Given task ▸ Locate every line in the entries below that contains the word "shingled", and copy each such line.

====== Exercise materials ======

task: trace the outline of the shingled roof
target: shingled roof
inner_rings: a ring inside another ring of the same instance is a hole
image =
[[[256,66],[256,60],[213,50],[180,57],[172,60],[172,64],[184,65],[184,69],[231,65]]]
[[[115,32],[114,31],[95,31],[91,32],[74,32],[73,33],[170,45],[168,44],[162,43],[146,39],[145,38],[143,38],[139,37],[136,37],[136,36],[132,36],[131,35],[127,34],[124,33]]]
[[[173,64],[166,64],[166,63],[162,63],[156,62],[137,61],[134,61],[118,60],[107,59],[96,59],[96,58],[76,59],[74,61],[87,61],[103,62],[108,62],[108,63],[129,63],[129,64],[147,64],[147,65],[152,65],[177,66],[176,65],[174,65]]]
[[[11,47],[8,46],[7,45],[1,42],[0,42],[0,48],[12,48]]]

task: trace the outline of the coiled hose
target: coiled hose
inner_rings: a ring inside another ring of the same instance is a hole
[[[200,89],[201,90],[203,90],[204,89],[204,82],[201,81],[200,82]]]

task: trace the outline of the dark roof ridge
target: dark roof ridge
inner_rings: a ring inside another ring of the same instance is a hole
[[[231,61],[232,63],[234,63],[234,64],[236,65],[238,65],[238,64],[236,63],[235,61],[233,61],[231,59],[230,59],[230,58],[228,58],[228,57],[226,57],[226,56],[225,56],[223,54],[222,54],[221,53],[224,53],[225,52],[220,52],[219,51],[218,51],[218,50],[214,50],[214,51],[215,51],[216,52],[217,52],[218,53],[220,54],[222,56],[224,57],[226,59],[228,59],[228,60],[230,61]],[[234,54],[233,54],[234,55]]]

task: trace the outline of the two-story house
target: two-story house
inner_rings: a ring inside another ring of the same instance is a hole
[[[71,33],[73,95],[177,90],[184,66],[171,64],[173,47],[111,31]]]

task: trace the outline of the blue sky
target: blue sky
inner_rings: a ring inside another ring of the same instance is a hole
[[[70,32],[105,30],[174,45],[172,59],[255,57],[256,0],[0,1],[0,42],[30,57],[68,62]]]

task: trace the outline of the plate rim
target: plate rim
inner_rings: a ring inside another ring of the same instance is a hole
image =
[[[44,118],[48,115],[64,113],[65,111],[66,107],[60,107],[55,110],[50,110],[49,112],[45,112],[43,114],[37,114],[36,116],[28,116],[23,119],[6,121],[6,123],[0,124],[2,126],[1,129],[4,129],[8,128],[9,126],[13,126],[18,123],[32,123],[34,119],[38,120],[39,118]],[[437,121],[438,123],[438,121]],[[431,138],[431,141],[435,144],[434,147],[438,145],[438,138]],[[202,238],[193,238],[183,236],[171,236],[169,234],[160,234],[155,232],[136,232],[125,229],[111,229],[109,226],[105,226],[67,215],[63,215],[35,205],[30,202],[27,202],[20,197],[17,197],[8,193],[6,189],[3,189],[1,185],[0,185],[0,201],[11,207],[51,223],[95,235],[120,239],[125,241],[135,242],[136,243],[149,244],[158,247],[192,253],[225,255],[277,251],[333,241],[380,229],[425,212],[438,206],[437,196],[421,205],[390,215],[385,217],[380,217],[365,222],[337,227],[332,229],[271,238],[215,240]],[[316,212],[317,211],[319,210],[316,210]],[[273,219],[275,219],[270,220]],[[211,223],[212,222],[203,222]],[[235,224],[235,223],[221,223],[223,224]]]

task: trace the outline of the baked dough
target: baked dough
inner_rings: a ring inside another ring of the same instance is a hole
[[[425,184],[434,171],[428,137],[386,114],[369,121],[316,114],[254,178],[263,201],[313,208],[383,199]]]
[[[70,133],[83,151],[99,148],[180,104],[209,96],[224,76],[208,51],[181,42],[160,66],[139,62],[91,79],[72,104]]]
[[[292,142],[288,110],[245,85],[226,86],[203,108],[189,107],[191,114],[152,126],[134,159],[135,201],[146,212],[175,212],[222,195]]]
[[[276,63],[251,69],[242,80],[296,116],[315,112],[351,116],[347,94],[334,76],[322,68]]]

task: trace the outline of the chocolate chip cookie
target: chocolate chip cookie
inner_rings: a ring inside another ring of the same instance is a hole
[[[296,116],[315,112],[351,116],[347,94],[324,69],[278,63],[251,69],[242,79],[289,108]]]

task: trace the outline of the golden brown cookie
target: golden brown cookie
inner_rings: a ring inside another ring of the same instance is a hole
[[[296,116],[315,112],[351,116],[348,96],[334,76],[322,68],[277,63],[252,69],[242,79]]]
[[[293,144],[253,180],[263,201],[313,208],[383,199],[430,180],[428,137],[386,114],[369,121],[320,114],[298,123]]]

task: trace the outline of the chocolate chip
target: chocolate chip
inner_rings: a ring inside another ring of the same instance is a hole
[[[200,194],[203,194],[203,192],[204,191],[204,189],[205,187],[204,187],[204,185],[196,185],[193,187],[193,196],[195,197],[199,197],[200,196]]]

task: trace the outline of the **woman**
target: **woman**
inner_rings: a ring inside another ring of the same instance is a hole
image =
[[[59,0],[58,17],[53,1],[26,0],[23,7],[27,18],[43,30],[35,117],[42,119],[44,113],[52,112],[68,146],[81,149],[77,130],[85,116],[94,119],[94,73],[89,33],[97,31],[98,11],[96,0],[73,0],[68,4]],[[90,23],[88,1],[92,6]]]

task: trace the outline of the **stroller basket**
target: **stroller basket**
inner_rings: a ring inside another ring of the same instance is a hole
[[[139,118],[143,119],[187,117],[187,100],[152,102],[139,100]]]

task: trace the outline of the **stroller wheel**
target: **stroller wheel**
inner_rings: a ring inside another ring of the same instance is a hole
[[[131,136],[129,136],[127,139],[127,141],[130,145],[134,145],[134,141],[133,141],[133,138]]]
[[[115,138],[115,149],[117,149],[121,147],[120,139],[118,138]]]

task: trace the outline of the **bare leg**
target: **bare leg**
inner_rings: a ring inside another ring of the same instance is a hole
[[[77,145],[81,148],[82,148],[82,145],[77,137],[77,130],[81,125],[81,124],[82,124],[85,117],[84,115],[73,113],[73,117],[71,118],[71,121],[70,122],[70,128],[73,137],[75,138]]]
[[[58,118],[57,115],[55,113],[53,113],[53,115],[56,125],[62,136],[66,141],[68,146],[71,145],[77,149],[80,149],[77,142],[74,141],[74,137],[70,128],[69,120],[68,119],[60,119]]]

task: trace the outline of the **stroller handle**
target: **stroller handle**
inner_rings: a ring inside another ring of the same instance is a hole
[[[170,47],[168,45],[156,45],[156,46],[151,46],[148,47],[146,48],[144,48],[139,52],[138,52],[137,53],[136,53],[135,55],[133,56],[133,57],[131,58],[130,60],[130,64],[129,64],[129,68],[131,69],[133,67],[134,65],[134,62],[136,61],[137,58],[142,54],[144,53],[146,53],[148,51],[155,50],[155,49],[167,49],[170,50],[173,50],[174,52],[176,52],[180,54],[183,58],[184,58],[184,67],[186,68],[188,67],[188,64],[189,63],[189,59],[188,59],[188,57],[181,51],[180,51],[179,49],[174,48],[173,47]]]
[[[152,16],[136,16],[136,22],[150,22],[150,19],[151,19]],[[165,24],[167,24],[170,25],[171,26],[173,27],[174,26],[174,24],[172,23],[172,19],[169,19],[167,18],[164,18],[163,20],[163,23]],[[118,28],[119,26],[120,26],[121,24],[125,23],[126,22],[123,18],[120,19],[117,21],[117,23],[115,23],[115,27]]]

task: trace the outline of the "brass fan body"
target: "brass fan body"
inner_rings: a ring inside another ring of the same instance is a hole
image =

======

Exercise response ▸
task: trace the outline of the shingled roof
target: shingled roof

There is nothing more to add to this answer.